### SOURCE DOCUMENT
________________________________________

# Artist Trick or Treating Idea



## NightWolf714 (Oct 6, 2009)

So, I randomly came up with a Halloween idea that I wanted to share with you all. I call it "Artist Trick or Treat" because I'm lame like that. XP

The concept is pretty simple. You sign up on a list (or lists if needed) if you are interested. By signing up, you will get free artwork. The catch is that you must draw (write, etc) something for each of the other people on the list. 

In other words, let's say that me and 4 others sign up. I would draw something for each of the other 4 people, and they would do likewise. By the end, everyone would have drawn 4 pieces and gained 4 pieces. 

I was also thinking that the pieces should be a surprise and not uploaded until Halloween. 

What do you all think? Is anyone interested?


----------



## DTL (Oct 8, 2009)

This is kind of like the "secret" santa art things that go on.

Maybe you should make them small like the artist trading cards? (3 inches x 2 inches) I think they're also called ACEO's or something. 

I'd sign up <:


----------



## Duality Jack (Oct 8, 2009)

I'd join but i can't draw any objections to ms paint fail?


----------



## TopazThunder (Oct 9, 2009)

________________________________________

### INSTRUCTIONS TO FOLLOW
Revise the passage of the Halloween art exchange thread starting with "The concept is" and going on through "uploaded until Halloween.", putting "drawings" in place of "pieces" wherever it occurs. The items are separate material, apart from the thread above.

________________________________________

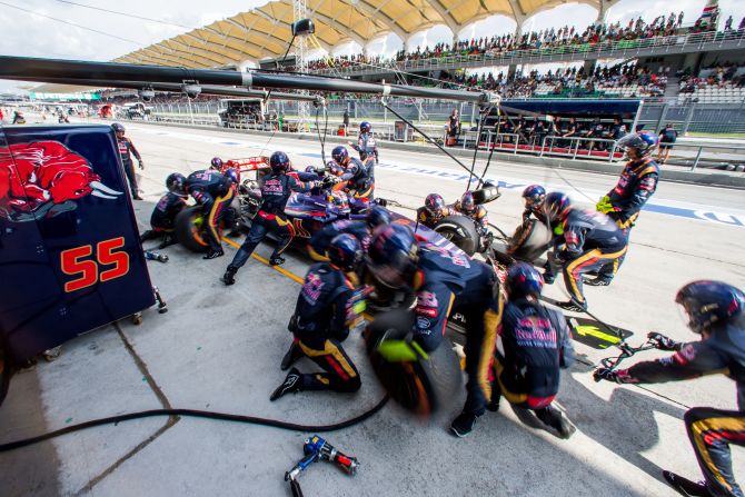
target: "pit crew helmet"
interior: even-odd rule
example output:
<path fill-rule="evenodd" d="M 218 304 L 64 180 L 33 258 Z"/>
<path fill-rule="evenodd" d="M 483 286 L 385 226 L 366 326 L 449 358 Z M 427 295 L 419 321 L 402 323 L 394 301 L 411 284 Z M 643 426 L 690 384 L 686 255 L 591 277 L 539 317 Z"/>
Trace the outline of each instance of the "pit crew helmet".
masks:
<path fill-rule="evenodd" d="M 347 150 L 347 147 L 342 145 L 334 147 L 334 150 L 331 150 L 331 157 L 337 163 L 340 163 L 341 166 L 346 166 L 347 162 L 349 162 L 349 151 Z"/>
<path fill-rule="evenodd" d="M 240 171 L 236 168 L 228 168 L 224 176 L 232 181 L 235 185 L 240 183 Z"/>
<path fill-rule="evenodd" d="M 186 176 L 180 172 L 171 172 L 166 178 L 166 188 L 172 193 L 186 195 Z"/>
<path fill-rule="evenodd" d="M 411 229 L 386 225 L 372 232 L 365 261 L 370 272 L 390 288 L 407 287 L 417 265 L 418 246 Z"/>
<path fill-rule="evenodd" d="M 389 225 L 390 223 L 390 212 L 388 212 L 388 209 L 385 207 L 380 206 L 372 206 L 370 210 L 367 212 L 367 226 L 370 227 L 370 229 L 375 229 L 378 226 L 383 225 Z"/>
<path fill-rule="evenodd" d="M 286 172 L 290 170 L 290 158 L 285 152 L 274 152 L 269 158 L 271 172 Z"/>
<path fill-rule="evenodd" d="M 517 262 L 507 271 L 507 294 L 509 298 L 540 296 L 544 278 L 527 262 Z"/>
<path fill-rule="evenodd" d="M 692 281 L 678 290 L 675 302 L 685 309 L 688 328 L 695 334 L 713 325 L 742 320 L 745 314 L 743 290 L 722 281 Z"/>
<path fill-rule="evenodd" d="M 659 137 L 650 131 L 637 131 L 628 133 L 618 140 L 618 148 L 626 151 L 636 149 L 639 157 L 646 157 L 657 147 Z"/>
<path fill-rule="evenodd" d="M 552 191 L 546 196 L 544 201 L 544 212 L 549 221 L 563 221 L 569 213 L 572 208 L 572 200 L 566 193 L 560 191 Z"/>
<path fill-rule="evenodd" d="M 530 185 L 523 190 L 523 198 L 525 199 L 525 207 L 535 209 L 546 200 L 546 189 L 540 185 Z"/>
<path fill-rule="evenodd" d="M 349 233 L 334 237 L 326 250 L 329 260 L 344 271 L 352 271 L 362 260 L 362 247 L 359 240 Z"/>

________________________________________

### SOLUTION
The concept is pretty simple. You sign up on a list (or lists if needed) if you are interested. By signing up, you will get free artwork. The catch is that you must draw (write, etc) something for each of the other people on the list. 

In other words, let's say that me and 4 others sign up. I would draw something for each of the other 4 people, and they would do likewise. By the end, everyone would have drawn 4 drawings and gained 4 drawings. 

I was also thinking that the drawings should be a surprise and not uploaded until Halloween.